*TASK A*: Echo back the part of the pointing dataset listing that opens with the line containing "the red metal" and closes with the line containing "Query: red metal roof", both of those lines included.

*SELECTED TEXT*:
----------------------------------------

Arguments are passed on the stack in Right-to-Left order, and return values are passed in eax.
The calling function cleans the stack. This allows CDECL functions to have variable-length argument lists (aka variadic functions). For this reason the number of arguments is not appended to the name of the function by the compiler, and the assembler and the linker are therefore unable to determine if an incorrect number of arguments is used.

Wikipedia has related information at Variadic_function

Variadic functions usually have special entry code, generated by the va_start(), va_arg() C pseudo-functions.

Consider the following C instructions:

_cdecl int MyFunction1(int a, int b)
{
  return a + b;
}

and the following function call:

 x = MyFunction1(2, 3);

These would produce the following assembly listings, respectively:

_MyFunction1:
push ebp
mov ebp, esp
mov eax, [ebp + 8]
mov edx, [ebp + 12]
add eax, edx
pop ebp
ret

and

push 3
push 2
call _MyFunction1
add esp, 8

When translated to assembly code, CDECL functions are almost always prepended with an underscore (that's why all previous examples have used "_" in the assembly code).

----------------------------------------

*TASK B*: Render this sentence from the passage on the CDECL calling convention in Spanish: "Arguments are passed on the stack in Right-to-Left order, and return values are passed in eax."

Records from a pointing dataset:

----------------------------------------

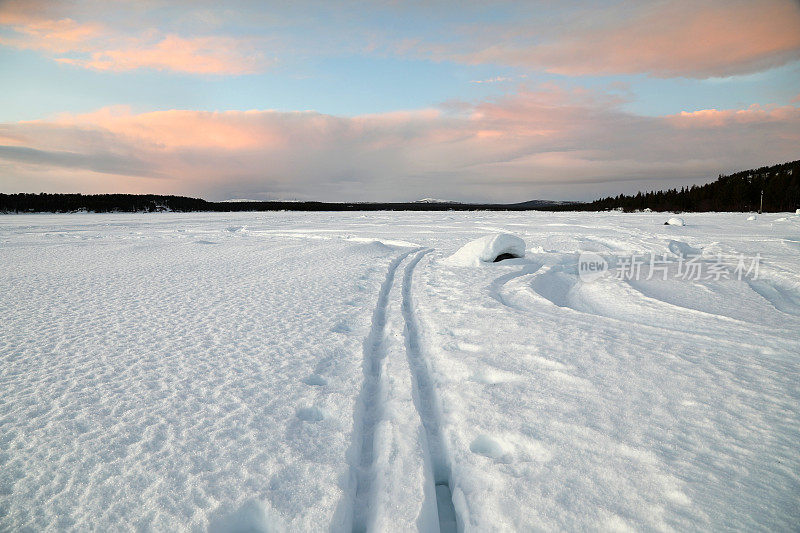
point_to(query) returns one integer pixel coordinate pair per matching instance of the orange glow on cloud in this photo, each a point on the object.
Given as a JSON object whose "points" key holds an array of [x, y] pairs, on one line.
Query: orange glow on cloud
{"points": [[69, 40], [677, 38], [706, 118], [533, 137]]}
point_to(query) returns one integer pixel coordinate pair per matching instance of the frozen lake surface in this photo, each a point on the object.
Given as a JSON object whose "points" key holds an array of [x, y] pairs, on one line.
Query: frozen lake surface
{"points": [[332, 371]]}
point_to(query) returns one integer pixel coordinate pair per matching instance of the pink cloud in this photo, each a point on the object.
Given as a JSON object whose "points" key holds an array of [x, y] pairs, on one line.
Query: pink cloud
{"points": [[665, 39], [199, 55], [715, 118], [69, 42], [575, 142]]}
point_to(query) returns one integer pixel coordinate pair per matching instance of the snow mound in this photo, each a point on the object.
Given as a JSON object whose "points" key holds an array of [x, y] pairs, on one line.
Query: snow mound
{"points": [[487, 250]]}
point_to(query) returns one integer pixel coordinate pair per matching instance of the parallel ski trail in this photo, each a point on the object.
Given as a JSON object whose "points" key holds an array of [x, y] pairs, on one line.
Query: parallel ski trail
{"points": [[370, 406], [427, 405]]}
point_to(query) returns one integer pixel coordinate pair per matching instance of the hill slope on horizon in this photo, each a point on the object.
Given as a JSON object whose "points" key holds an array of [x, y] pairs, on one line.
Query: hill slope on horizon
{"points": [[740, 191]]}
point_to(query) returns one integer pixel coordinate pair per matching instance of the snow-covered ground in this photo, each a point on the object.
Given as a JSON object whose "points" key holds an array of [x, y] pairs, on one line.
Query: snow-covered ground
{"points": [[331, 371]]}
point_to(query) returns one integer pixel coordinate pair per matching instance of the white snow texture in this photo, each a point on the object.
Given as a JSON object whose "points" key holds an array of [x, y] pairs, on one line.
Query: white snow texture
{"points": [[336, 372], [486, 249]]}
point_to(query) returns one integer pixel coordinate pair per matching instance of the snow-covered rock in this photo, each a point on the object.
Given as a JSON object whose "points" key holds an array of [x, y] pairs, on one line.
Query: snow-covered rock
{"points": [[487, 249]]}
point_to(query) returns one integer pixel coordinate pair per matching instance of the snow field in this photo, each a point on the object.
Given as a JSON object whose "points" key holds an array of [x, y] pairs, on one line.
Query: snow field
{"points": [[332, 371]]}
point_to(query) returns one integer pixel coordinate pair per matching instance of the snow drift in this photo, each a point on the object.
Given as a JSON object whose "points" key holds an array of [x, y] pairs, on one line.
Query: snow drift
{"points": [[487, 250]]}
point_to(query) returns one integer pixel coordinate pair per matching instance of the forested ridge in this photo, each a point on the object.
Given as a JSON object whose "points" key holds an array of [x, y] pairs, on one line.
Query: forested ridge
{"points": [[740, 191]]}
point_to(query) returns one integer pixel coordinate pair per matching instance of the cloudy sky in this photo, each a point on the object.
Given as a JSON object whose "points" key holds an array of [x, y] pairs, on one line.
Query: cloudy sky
{"points": [[392, 100]]}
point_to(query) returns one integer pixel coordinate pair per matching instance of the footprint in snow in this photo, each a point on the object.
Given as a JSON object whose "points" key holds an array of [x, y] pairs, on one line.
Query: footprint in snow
{"points": [[341, 327], [315, 380], [310, 414], [491, 448]]}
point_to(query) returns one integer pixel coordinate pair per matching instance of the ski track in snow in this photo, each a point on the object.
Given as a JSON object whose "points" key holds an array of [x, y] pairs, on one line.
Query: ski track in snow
{"points": [[368, 412], [427, 404], [329, 371]]}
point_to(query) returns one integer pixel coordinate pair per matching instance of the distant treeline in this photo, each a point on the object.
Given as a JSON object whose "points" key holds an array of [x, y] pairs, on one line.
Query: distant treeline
{"points": [[137, 203], [738, 192]]}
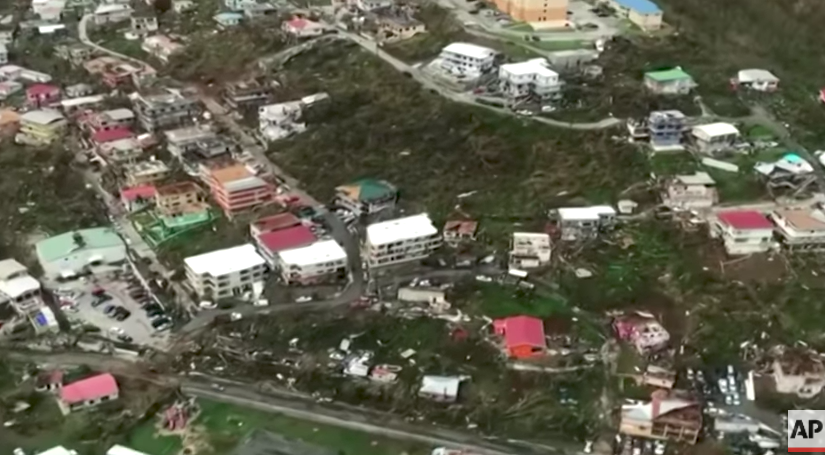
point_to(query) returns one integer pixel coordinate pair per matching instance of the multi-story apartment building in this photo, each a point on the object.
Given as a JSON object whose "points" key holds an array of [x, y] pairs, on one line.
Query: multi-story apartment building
{"points": [[467, 59], [401, 240], [744, 231], [690, 192], [18, 288], [225, 273], [165, 110], [245, 94], [178, 199], [41, 127], [667, 128], [800, 229], [145, 172], [320, 261], [532, 77], [235, 188], [366, 196], [539, 13], [529, 250]]}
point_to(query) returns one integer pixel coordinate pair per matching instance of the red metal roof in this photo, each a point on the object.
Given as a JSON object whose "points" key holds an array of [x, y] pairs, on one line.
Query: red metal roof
{"points": [[745, 219], [285, 239], [522, 330], [93, 388], [143, 191], [276, 222], [41, 89], [116, 134]]}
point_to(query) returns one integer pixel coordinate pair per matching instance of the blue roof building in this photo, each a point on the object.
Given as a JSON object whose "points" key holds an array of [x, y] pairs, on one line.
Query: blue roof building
{"points": [[643, 13]]}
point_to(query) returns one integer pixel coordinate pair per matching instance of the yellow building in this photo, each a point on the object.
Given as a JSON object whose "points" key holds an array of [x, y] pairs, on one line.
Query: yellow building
{"points": [[40, 127], [538, 13]]}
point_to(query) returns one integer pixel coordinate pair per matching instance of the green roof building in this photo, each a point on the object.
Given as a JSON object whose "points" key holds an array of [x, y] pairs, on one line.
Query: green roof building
{"points": [[366, 196], [674, 81], [75, 252]]}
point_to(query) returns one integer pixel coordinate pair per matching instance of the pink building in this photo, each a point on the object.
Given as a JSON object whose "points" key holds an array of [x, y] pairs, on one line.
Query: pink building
{"points": [[39, 95]]}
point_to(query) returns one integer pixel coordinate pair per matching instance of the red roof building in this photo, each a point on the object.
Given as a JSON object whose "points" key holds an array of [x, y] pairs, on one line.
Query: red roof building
{"points": [[116, 134], [523, 336], [273, 223], [271, 243], [745, 220], [88, 392], [42, 95]]}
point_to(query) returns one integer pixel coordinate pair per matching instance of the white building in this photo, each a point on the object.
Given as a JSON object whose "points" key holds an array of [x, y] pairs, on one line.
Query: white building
{"points": [[313, 263], [18, 288], [530, 250], [715, 137], [533, 77], [744, 232], [690, 192], [112, 13], [225, 273], [401, 240], [801, 229], [467, 59], [585, 222], [758, 79]]}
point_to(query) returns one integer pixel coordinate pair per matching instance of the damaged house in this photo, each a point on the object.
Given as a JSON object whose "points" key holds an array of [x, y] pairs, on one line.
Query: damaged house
{"points": [[642, 330], [670, 415], [798, 372]]}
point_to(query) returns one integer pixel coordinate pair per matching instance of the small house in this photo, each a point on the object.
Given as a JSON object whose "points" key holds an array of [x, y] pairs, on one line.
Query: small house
{"points": [[581, 223], [48, 381], [690, 192], [743, 231], [669, 82], [228, 19], [457, 231], [715, 137], [40, 95], [137, 197], [642, 330], [757, 79], [88, 393], [523, 336]]}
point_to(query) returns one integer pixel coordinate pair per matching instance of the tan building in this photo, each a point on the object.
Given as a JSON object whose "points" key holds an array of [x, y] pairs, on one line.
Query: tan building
{"points": [[178, 198], [539, 13]]}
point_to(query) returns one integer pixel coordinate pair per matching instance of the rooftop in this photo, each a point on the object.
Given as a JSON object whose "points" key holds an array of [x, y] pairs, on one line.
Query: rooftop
{"points": [[42, 116], [673, 74], [537, 66], [640, 6], [715, 129], [586, 213], [54, 248], [698, 178], [224, 262], [92, 388], [410, 227], [286, 239], [745, 219], [470, 50], [276, 222], [522, 330], [366, 190], [316, 253]]}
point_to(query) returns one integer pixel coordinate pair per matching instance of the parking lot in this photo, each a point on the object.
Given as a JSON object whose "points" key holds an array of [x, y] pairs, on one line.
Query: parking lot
{"points": [[117, 307]]}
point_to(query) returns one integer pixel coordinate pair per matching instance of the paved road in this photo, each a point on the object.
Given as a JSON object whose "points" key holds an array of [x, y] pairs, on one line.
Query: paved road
{"points": [[283, 401]]}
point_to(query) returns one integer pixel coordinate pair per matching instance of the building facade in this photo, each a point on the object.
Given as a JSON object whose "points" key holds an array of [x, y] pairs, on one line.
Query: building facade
{"points": [[401, 240], [225, 273]]}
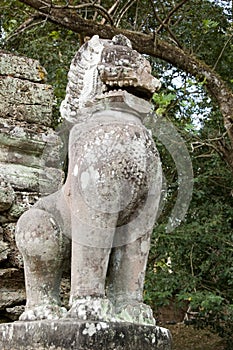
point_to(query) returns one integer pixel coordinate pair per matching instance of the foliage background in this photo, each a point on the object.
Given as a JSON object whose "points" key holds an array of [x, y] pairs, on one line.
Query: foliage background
{"points": [[192, 264]]}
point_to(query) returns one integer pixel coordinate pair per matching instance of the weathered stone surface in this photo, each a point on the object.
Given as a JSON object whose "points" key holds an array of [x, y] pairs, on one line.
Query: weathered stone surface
{"points": [[7, 195], [4, 250], [21, 67], [30, 163], [16, 97], [45, 180], [11, 287], [74, 335]]}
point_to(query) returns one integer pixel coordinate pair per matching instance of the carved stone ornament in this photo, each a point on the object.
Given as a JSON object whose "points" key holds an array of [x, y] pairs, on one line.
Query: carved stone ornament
{"points": [[107, 207]]}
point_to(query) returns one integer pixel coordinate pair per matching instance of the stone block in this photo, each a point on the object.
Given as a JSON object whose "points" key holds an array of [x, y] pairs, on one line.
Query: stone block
{"points": [[21, 67], [76, 335]]}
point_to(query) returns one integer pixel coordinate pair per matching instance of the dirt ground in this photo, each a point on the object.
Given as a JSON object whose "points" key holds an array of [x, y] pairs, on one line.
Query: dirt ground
{"points": [[187, 338]]}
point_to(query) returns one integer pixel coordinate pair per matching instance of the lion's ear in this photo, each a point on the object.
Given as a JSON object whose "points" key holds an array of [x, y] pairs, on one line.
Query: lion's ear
{"points": [[121, 40]]}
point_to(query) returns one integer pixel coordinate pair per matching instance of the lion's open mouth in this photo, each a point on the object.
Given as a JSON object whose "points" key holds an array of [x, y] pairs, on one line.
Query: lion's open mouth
{"points": [[128, 86]]}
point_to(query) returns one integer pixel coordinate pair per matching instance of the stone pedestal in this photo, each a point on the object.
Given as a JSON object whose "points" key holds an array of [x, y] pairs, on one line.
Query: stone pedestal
{"points": [[76, 335]]}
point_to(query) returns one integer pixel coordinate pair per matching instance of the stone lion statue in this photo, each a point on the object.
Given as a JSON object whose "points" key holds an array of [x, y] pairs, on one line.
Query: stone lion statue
{"points": [[105, 211]]}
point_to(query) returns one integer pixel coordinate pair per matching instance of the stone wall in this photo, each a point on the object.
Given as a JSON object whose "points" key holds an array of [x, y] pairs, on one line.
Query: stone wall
{"points": [[30, 164]]}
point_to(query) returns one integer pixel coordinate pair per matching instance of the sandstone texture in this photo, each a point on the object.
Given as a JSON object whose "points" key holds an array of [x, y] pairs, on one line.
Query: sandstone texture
{"points": [[74, 335], [30, 164]]}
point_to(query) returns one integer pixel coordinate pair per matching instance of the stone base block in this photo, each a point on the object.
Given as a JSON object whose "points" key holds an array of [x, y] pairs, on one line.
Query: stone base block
{"points": [[75, 335]]}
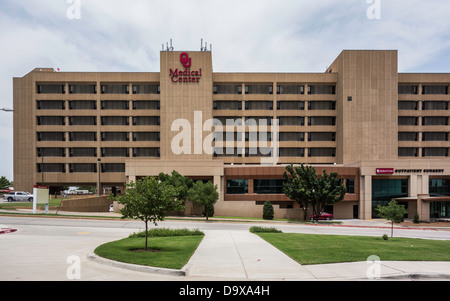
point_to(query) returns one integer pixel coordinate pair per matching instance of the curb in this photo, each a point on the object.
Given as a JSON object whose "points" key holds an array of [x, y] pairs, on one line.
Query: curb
{"points": [[135, 267], [7, 230]]}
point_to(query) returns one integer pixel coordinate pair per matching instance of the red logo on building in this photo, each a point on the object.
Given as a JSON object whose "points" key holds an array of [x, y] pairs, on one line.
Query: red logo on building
{"points": [[185, 60]]}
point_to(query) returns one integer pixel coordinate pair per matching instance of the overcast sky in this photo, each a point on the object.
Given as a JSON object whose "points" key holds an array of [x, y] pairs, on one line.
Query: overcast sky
{"points": [[246, 36]]}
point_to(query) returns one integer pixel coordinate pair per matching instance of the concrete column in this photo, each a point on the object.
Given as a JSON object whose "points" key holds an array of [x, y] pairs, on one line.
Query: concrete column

----------------------------------------

*EXPECTED ANSWER A*:
point_to(query) returns one integer pixel coordinate pair per matching instance of the red metal roof in this photo, each a point on the object.
Given as a JSON object whose "points" key holds an array of [x, y] pairs, on one line.
Query: red metal roof

*EXPECTED ANSWER B*: Los argumentos se pasan en la pila en orden de derecha a izquierda, y los valores de retorno se pasan en eax.